## DIRECTIONS:
A: Please translate this sentence from the cloud computing article into Spanish: "The world has not asked for cloud."
B: Write a continuation of the cloud computing article, picking up right after its final sentence.

By Peter Owen (pictured), founder of Lights-On Consulting
The term cloud computing has been around for a long time, being popularised with Amazon releasing its Elastic Compute Cloud (“EC2”) as far back as 2006. The world has changed a lot since 2006! The press and pundits have, as usual, hyped it up but little came of it for five to seven years leading to the trough of disillusionment after the peak of inflated expectations. Now however, there is money to be made, so things are hotting up!
The world has not asked for cloud. It is being driven by vendors as it offers them the ability to manage their software better, support only one or two versions, force upgrades, tie people in to repeating revenue with no licence in perpetuity and increase the financial multiplier for the vendor by many fold. There have been many vendors in the stampede but the Microsoft and Amazon
buffalos have charged through to the front and are now leading the herd. Its no longer the choice of the buyer, its market led. It is inevitable and inexorable.
Whilst the drivers are less than idealistic for buyers, there are clear advantages to cloud. The vast majority of law firms cannot afford people of a level or with the skills to fight organised cyber crime or defend against nation states. We need the help of large companies and super giants to defend our assets and the security position has now spun 180 degrees where it may now be far safer to have your data in the “anonymous cloud” guarded by giants rather than sitting on your servers with a large IP address “sign” saying “Here’s my data” guarded by little Johnny!
The time of technology enabled services is finally upon us and is gaining momentum. Tender questions like “Do you have a client portal and deal room?” that were typically treated with humorous disdain will, and are now, changing to serious questions that are beginning to affect buying behaviour of both B2B and B2C prospects.
Computing power and storage for a large one off discovery project would previously have been uneconomical for in-house, but now cloud rental, burst and decommission options for compute, AI applications and storage make it possible for firms to use internal resources and this will, in turn, affect market dynamics. Firms can now spin up a tiny test bed of a client facing product and close it down if it fails to sell with little cost. Conversely, if sales grow, they can scale it up as required so the dreaded barrier to R&D and innovation is lowered to a level that even law firms may be tempted.

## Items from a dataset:
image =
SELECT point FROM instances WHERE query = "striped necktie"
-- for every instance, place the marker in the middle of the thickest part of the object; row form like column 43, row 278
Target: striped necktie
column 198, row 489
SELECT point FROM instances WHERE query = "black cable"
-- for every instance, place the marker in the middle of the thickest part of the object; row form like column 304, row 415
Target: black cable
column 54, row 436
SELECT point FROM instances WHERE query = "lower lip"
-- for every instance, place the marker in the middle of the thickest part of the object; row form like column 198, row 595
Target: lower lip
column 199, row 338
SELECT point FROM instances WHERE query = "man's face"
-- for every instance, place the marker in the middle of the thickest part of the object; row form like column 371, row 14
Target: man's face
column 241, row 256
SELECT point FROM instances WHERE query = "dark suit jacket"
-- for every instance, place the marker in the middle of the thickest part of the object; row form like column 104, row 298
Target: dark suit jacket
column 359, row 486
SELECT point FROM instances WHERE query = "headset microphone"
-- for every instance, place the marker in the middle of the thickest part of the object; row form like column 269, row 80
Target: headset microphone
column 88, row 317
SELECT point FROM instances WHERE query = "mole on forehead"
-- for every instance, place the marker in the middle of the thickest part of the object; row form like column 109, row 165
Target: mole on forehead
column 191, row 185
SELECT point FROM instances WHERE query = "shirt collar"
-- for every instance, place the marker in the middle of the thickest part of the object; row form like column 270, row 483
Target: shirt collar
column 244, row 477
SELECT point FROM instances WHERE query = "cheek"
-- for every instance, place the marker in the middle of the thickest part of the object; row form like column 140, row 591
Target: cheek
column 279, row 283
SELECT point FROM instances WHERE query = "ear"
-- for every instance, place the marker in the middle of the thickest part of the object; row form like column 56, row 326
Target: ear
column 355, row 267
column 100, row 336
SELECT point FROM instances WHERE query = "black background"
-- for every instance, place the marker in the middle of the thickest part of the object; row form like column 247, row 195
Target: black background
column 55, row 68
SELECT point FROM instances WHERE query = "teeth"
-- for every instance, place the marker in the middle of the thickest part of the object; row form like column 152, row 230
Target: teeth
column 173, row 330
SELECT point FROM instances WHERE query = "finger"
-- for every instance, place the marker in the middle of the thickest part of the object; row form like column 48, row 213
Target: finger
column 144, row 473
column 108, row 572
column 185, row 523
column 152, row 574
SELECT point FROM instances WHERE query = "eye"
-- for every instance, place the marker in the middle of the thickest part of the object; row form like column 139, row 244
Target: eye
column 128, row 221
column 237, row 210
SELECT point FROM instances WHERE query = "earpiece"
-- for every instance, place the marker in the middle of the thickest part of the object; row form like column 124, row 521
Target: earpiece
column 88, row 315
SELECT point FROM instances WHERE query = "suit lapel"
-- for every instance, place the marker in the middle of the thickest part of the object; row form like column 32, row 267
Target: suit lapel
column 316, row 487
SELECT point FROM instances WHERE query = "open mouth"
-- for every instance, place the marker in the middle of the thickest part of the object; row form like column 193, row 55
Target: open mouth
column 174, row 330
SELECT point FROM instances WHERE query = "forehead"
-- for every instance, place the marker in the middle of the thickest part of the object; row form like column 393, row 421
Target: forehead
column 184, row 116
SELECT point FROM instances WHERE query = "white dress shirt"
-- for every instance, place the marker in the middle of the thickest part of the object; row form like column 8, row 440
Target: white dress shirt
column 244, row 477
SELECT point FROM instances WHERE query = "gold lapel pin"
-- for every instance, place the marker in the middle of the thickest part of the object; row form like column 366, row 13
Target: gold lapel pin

## ANSWERS PER TASK:
A: El mundo no ha pedido la nube.

B:
Just as IT departments can spin up solutions, so now can fee earning departments. They don’t need IT now, they can go direct and hide it in other budgets, contracting with cloud suppliers and building solutions with just a few off-site, clandestine meetings following repeated “No” responses from the IT department to previous requests.
Infrastructure can now be managed by others and purchased as a service. So, what happens to the IT department? Well, it disappears unless it radically changes! If saying “no” means customers go elsewhere, then approaches (and controls) have to change. Infrastructure, DBAs and network teams will inevitably dwindle and knowledgeable buyers, financially savvy 3rd party management, business analysis, project management and customer account management will have to grow representing fundamentally different dynamics in the IT–business relations.
Cloud computing is both the biggest threat and the biggest opportunity in IT since the invention of the PC. So, ask yourself, are you a mainframe lover or up for change? Cloud is no longer the fluffy white stuff you can fly though, it is bringing a deluge of change to your land! And if the rain is coming, you might as well take the Gene Kelly approach to it!